WHAT TO WORK ON —
In the entries below, count each line where "knob" appears. Give the total and nothing more.

RECORDS PROVIDED —
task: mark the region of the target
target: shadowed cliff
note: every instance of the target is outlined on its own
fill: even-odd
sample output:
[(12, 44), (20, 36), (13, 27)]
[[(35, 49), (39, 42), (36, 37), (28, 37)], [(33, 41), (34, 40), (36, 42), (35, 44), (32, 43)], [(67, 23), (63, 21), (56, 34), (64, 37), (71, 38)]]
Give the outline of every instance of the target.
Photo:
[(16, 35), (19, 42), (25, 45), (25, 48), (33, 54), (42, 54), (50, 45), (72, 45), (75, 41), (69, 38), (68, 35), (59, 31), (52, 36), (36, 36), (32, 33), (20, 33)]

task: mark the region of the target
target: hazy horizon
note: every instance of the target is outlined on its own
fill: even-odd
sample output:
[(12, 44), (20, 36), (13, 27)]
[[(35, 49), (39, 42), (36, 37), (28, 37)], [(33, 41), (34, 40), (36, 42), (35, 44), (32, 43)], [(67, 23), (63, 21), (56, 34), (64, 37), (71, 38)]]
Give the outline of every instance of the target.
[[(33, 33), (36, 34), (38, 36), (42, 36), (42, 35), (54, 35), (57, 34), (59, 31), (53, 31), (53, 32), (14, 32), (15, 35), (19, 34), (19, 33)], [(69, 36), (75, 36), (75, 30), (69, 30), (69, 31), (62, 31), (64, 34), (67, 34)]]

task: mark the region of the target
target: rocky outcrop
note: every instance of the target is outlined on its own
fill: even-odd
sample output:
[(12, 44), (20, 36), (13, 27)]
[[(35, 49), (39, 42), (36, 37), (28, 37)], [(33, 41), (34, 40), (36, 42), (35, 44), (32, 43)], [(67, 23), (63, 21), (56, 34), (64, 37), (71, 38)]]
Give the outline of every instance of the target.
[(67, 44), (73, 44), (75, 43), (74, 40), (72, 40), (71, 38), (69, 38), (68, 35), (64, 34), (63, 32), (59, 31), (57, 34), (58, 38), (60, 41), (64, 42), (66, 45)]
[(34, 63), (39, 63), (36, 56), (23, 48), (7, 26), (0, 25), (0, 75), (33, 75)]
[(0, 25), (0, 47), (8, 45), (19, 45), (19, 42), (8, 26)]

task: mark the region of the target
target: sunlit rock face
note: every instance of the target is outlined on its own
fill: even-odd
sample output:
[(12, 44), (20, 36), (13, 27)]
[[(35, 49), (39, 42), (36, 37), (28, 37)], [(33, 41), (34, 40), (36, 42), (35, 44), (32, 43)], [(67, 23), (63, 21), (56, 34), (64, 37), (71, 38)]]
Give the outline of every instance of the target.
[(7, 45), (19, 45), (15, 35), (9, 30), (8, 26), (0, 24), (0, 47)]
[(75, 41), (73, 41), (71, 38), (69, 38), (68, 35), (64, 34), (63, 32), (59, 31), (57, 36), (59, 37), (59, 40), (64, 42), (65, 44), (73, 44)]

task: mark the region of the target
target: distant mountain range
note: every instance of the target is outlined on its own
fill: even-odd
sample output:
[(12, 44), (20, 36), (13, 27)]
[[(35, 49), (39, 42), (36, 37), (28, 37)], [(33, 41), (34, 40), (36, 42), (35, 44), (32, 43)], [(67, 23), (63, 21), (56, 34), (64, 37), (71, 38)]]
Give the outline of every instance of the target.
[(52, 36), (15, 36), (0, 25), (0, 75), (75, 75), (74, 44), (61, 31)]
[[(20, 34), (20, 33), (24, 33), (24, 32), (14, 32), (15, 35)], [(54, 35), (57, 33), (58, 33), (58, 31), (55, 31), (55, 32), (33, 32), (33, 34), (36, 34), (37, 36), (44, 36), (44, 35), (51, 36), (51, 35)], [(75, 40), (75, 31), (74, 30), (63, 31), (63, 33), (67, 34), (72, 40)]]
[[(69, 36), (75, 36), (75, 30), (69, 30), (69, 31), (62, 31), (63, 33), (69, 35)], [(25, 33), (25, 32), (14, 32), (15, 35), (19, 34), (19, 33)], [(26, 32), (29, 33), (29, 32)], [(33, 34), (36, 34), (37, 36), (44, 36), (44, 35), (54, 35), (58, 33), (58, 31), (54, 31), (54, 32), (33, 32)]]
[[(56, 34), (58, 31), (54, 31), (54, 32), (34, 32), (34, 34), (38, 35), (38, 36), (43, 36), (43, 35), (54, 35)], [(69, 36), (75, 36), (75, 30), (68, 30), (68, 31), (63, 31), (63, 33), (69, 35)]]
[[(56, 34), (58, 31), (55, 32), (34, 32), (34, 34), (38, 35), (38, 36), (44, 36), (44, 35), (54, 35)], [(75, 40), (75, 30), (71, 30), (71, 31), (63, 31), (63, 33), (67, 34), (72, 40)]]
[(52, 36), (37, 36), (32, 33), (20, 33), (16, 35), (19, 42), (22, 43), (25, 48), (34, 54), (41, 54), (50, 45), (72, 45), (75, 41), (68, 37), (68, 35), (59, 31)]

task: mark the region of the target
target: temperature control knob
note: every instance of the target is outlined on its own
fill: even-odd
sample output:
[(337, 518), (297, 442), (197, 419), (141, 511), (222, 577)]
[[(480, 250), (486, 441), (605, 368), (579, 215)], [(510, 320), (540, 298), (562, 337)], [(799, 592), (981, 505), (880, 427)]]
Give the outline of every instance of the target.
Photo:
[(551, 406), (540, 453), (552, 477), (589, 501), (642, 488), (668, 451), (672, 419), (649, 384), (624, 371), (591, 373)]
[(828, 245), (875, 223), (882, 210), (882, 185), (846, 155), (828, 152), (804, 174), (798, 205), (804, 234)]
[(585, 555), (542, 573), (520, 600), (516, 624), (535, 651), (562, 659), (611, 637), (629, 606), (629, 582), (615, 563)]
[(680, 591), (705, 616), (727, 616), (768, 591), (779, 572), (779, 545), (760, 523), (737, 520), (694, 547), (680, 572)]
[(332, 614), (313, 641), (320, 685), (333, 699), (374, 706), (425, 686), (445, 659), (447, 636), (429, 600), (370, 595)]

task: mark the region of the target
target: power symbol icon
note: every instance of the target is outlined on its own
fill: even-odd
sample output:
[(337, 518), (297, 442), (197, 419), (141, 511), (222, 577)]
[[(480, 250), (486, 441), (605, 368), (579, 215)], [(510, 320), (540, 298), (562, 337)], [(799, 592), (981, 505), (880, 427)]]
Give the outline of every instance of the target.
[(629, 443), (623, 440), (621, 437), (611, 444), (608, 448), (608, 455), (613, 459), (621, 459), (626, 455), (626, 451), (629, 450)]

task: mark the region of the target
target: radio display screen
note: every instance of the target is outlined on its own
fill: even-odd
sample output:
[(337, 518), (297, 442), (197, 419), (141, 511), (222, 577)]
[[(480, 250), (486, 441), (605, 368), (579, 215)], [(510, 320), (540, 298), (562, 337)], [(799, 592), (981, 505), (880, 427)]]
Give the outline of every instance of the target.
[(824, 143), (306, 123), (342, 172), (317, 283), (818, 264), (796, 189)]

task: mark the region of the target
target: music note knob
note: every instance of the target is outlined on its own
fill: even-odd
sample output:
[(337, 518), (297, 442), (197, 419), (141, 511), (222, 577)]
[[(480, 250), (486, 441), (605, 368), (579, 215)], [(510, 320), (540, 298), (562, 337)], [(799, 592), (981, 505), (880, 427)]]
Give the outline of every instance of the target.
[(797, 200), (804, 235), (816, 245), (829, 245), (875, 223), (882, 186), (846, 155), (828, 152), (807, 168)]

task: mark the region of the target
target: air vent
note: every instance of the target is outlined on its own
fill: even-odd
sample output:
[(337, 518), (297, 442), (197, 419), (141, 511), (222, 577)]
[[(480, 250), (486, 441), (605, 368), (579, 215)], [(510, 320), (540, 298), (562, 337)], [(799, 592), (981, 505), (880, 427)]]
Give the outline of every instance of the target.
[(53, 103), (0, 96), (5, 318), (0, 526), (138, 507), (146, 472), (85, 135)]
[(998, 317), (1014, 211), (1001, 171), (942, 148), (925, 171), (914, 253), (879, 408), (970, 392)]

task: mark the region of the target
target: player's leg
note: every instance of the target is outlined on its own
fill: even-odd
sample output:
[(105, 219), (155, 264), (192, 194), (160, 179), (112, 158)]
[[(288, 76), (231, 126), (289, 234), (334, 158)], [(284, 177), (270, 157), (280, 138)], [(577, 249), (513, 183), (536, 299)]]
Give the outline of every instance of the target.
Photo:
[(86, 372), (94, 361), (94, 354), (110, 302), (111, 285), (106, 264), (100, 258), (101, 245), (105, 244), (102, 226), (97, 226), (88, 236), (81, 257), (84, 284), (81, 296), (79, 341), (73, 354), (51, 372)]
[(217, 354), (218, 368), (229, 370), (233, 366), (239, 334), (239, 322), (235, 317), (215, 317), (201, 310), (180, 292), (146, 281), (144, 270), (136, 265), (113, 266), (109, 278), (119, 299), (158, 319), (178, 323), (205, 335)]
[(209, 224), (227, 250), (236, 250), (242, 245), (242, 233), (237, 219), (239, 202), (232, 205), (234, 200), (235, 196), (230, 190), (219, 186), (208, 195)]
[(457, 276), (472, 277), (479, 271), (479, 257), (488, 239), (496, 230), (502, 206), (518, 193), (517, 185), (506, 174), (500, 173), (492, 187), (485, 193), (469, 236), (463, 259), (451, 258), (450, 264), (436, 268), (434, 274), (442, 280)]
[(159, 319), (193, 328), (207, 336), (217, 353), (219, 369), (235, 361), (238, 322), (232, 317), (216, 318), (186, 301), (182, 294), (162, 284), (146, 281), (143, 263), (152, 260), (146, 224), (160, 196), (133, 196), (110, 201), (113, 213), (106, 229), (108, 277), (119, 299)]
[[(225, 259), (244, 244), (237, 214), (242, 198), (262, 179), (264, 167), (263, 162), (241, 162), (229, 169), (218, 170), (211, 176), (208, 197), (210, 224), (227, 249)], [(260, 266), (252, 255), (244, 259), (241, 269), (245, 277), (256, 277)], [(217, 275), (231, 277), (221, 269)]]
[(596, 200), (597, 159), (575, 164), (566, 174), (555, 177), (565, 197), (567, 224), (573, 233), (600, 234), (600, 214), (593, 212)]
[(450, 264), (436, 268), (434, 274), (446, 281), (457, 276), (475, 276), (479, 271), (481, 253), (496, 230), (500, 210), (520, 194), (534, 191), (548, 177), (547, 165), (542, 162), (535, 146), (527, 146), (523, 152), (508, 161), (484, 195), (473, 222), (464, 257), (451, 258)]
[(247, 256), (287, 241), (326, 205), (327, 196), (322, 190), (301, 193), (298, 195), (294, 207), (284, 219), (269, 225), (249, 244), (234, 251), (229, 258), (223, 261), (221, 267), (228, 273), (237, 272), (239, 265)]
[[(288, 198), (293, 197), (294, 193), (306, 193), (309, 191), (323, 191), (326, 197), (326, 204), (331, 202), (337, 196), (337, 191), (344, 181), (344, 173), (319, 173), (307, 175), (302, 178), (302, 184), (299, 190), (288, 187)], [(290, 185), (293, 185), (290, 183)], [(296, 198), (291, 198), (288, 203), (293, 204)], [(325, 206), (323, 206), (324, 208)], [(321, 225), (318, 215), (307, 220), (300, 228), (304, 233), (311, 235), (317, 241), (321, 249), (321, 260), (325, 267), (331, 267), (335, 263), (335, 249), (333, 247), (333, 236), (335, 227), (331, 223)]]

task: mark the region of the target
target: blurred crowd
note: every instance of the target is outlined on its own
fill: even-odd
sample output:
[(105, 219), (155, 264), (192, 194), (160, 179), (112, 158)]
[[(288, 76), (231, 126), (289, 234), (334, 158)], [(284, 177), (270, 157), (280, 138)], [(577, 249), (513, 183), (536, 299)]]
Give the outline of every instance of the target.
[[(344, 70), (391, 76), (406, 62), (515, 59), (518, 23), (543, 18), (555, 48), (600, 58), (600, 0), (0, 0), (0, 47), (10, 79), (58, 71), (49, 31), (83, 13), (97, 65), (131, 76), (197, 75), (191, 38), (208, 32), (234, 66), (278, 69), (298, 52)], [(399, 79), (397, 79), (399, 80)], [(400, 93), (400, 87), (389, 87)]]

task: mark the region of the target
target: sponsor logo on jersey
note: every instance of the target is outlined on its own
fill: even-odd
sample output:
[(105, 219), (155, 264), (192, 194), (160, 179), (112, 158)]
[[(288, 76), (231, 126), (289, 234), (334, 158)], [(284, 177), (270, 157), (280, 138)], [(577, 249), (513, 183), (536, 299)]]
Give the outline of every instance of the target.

WRITTEN RESPONSE —
2